◆ **Exercise requirements**: Look below for the line with "the white foam on wave". Extract that line and each one after it through the last, word for word.

------------------------------------------------------------------------

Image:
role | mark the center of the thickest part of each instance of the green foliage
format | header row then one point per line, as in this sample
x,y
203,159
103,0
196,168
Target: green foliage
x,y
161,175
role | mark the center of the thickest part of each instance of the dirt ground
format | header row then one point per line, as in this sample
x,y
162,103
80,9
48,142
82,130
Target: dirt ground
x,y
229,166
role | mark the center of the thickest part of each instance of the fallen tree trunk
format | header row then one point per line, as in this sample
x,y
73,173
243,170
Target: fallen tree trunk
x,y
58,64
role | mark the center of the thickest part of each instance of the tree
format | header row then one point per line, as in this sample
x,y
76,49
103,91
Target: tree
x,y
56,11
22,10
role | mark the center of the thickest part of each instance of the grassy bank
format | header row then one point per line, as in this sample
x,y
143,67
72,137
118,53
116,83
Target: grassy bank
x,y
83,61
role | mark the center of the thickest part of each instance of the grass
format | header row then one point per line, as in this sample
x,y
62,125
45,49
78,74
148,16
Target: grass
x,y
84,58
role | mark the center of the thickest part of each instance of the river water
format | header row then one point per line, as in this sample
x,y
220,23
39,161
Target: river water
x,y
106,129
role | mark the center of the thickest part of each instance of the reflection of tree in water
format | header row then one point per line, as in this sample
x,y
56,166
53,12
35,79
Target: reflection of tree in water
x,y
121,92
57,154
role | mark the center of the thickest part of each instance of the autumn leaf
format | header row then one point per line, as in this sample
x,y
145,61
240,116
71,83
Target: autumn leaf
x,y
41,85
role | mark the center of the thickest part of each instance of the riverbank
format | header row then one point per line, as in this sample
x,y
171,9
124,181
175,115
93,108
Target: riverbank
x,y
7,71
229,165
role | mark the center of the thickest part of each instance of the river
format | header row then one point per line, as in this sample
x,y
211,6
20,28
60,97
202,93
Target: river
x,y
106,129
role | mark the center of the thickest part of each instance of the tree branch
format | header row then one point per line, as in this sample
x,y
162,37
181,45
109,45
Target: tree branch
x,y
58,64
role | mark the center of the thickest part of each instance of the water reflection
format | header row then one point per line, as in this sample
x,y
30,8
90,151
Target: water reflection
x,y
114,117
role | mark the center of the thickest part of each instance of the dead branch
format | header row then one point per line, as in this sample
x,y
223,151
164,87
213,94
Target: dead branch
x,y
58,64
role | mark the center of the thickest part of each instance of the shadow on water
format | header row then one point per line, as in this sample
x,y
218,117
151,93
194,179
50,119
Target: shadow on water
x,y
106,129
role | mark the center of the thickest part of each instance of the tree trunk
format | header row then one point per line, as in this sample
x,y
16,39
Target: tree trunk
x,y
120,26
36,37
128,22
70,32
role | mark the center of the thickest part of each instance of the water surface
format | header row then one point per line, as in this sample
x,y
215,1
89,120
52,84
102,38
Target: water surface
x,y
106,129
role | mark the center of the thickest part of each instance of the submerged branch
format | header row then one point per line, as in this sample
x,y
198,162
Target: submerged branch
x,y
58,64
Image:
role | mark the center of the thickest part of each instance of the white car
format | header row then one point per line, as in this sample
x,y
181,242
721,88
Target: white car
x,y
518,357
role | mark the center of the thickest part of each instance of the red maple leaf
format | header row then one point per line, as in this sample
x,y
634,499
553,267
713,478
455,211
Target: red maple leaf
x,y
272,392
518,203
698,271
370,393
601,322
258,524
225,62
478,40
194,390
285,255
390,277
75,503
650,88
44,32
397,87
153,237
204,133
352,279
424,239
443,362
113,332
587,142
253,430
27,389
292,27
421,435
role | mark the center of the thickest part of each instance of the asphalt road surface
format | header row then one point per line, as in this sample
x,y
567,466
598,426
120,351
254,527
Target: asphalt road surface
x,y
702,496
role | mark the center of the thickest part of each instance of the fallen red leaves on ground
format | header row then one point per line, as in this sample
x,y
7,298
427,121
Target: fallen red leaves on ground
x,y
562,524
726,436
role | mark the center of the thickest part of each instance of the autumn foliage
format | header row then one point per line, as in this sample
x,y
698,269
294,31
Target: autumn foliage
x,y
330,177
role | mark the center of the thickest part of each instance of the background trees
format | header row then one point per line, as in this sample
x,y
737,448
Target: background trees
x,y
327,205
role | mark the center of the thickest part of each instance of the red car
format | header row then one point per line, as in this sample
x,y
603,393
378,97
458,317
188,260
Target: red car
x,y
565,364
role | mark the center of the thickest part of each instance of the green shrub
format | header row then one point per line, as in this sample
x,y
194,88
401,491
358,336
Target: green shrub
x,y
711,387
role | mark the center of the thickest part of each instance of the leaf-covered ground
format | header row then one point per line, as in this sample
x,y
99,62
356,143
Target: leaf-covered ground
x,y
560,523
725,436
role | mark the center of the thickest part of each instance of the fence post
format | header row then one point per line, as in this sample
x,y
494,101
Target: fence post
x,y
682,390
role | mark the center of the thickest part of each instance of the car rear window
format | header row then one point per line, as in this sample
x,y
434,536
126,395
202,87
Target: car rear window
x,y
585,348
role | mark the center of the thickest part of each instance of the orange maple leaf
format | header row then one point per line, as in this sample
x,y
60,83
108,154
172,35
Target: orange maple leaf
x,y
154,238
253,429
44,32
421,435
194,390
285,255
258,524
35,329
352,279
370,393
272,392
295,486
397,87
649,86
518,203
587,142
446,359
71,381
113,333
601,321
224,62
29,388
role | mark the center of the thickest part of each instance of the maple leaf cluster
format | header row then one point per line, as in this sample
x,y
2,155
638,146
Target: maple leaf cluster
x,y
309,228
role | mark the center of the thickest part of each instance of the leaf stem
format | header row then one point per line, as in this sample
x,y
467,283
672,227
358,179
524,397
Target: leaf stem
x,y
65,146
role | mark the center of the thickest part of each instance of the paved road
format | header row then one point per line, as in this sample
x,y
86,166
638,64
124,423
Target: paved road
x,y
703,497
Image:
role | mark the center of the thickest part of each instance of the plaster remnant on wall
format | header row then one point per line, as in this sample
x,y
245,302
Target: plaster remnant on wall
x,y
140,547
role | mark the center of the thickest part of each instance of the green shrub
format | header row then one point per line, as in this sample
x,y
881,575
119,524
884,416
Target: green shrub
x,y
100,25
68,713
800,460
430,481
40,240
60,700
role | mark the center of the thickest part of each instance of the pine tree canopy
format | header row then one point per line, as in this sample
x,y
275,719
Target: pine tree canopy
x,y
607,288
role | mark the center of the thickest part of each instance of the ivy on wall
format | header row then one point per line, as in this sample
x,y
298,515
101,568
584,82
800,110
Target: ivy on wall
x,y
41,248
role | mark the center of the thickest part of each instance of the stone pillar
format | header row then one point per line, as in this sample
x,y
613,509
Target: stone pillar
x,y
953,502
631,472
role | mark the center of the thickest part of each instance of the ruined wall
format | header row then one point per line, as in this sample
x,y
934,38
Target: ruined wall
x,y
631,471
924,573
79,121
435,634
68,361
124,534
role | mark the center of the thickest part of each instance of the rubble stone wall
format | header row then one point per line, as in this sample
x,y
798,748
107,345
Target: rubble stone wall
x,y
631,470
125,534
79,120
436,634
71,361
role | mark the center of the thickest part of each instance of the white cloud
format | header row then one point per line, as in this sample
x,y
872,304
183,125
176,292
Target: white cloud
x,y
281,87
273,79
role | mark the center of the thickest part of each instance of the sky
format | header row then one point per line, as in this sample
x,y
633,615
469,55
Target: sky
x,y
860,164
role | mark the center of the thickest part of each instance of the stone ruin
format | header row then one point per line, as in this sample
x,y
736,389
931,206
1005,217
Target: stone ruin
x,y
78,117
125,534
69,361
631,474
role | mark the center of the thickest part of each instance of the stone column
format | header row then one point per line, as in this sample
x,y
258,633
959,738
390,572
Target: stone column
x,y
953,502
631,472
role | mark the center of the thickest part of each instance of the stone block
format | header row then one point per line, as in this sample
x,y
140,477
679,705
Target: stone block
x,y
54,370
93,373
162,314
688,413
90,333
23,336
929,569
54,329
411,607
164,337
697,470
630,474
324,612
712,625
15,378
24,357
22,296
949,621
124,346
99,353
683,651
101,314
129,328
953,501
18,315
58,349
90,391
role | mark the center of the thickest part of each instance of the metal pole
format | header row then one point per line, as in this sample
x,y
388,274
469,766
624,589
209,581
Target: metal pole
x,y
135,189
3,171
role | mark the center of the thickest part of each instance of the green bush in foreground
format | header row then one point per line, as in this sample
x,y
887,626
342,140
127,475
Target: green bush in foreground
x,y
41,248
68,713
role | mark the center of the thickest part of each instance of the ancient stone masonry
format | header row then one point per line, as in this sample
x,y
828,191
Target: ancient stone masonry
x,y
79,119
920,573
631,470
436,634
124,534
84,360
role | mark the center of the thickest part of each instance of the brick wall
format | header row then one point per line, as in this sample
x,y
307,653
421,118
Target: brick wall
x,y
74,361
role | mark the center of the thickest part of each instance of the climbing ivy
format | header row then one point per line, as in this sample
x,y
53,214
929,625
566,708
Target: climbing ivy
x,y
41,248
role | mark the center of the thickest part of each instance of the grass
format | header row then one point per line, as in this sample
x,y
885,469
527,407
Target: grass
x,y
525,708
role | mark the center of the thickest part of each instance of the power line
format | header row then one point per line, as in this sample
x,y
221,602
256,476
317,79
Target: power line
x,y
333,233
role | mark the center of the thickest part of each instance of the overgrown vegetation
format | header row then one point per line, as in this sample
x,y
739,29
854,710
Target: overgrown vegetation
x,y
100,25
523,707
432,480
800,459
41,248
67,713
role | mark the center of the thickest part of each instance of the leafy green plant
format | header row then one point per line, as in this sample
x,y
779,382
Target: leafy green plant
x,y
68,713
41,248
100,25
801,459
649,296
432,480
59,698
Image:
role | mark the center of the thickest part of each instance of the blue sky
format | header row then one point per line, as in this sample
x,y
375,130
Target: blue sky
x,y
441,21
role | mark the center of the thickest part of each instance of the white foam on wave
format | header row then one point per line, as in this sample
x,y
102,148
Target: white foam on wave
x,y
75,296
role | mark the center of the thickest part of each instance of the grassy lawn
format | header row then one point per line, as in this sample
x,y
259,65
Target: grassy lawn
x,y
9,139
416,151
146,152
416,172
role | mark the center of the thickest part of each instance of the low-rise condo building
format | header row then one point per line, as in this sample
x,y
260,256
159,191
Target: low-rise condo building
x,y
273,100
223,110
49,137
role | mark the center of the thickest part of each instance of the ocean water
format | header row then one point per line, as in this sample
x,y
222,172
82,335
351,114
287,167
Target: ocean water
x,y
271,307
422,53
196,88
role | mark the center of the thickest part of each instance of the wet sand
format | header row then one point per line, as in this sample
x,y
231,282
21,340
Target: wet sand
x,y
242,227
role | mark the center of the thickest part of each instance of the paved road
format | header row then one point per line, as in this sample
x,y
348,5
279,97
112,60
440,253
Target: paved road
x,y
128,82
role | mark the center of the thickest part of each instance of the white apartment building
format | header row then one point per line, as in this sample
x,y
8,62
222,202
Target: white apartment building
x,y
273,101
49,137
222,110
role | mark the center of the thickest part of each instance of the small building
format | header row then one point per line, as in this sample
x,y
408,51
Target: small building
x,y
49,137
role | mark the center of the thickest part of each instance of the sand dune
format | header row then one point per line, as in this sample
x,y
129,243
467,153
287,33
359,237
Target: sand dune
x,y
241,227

------------------------------------------------------------------------

◆ **Finished task**:
role | mark the center of the thickest part of each instance of the white foam on wave
format | header row then one point per line, as in this sample
x,y
102,148
Target: white foam on wave
x,y
75,296
role | mark the center of the thickest part of each instance of the grassy lawn
format | header row then one point per line, as in this sample
x,y
259,65
Target: grassy lawn
x,y
9,139
416,151
146,152
416,172
role | mark the center of the thickest part of each instance of the low-rise condo building
format | header row then one point per line, as in this sample
x,y
260,256
159,191
Target: low-rise condo building
x,y
273,100
223,110
49,137
role | mark the center of the thickest part of each instance of the ocean water
format | header row then one point per line, as in this sample
x,y
222,172
82,335
351,114
287,167
Target: ocean water
x,y
271,307
422,53
196,88
role | mark the center of the thickest part of each instance of the wet sand
format | header row then one point per line, as in this sample
x,y
231,282
21,340
Target: wet sand
x,y
242,227
role | mark the center of the thickest part of each instance of the paved road
format | header row then one point per line, as in this sample
x,y
348,5
279,97
112,60
440,253
Target: paved road
x,y
128,82
role | mark the center of the thickest part of each instance of the white apartment building
format | header row then one point per line, as in this sample
x,y
8,62
222,202
Target: white apartment building
x,y
273,101
49,137
222,110
role | mark the center of the thickest part of each instance of the small building
format | header row then one point per line, as in this sample
x,y
408,51
Target: small building
x,y
49,137
role | mark the center of the thickest part of each instance of the sand dune
format | header row then one point per line, as in this sample
x,y
129,243
467,153
287,33
359,237
Target: sand dune
x,y
241,227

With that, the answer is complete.